**BRIEF**
Transcribe the listing below line by line, reproducing every line and coordinate pair unchanged and in the same order.

◇ ◇ ◇ ◇

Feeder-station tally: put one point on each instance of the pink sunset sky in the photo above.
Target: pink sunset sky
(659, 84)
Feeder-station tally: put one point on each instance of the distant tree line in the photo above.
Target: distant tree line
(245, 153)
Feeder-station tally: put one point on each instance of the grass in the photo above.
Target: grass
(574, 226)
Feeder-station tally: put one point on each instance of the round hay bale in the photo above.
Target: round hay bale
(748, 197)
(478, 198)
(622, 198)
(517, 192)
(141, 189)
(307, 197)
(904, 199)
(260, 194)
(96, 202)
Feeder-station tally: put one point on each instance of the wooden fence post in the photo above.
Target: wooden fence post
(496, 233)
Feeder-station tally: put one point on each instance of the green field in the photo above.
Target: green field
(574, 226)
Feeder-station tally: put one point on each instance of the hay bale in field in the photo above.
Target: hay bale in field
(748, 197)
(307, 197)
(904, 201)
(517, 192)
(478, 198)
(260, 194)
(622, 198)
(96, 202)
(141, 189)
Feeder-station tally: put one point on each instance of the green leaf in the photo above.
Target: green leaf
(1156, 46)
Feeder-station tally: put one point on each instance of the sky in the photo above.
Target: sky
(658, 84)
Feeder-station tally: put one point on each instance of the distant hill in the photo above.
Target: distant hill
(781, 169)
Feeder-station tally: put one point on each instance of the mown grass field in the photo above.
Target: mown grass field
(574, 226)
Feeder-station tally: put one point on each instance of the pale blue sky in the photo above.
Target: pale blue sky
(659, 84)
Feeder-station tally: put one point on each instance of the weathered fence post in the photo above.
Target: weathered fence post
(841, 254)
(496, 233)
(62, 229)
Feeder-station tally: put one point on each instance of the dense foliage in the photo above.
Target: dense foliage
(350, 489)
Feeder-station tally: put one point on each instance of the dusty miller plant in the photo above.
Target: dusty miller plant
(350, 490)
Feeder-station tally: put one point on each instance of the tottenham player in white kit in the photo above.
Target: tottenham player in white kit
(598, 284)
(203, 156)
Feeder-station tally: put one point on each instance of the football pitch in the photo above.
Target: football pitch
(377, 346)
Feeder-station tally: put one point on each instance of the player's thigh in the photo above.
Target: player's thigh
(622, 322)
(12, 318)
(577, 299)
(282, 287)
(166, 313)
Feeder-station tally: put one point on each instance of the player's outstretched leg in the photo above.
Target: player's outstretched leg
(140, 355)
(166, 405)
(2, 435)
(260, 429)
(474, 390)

◇ ◇ ◇ ◇

**ANSWER**
Feeder-station tally: put one point on each instance of the pink sunset sky in the photo above.
Target: pink sunset sky
(659, 84)
Feeder-station tally: put one point on each instance of the distant tree line in the photo above.
Target: distant tree line
(245, 153)
Feeder-station tally: put one point on each instance of the grass in the photo above.
Target: grass
(574, 226)
Feeder-station tally: put one point on each instance of the round hay bale in the photo above.
Target: round hay bale
(748, 197)
(478, 198)
(622, 198)
(517, 192)
(141, 189)
(307, 197)
(904, 199)
(260, 194)
(96, 202)
Feeder-station tally: put one point on each instance of the wooden fence post in the photo above.
Target: wooden fence post
(496, 233)
Feeder-station tally: put one point on each instance of the green field in the photo above.
Target: green field
(574, 226)
Feeder-station tally: put one point on each instance of the hay bale in field in the photo above.
Target: hay bale in field
(748, 197)
(307, 197)
(904, 201)
(517, 192)
(478, 198)
(260, 194)
(622, 198)
(96, 202)
(141, 189)
Feeder-station tally: put one point on each instance of the green leaf in the photo above.
Target: green leaf
(1156, 46)
Feeder-station tally: put one point on each instance of the sky in the photo above.
Target: sky
(658, 84)
Feeder-station tally: put one point on each instance of the distant hill in the photo above.
Target: distant hill
(781, 169)
Feeder-station tally: put one point on each instance of the mown grass field in the photo above.
Target: mown grass field
(574, 226)
Feeder-station tally: put one point on each instance of the pale blue sky in the photo above.
Target: pale blue sky
(659, 84)
Feeder-station tally: put one point on each instance of the weathered fence post in the photo above.
Target: weathered fence post
(841, 254)
(496, 233)
(62, 229)
Feeder-station tally: put one point on each instance of the dense foliage in the photo above.
Target: dense foliage
(350, 489)
Feeder-station tally: put one point on each instance of the dusty miller plant in the photo above.
Target: dusty miller plant
(350, 490)
Feeder-station tally: put one point on each instance of the tottenham player in white kit in the photo above.
Target: tottenham player in white kit
(598, 284)
(203, 156)
Feeder-station tally: put one point on each instance of the football pitch in the photo above.
Target: football pitch
(377, 346)
Feeder-station tally: put one point on each instance of the player's thigh in the photo above.
Target: player's thigh
(622, 322)
(12, 318)
(577, 299)
(282, 287)
(166, 313)
Feeder-station tally: put one point on each instance of the player's outstretched leg in the photo above.
Target: player's outstretched leg
(140, 355)
(166, 405)
(2, 435)
(260, 429)
(474, 390)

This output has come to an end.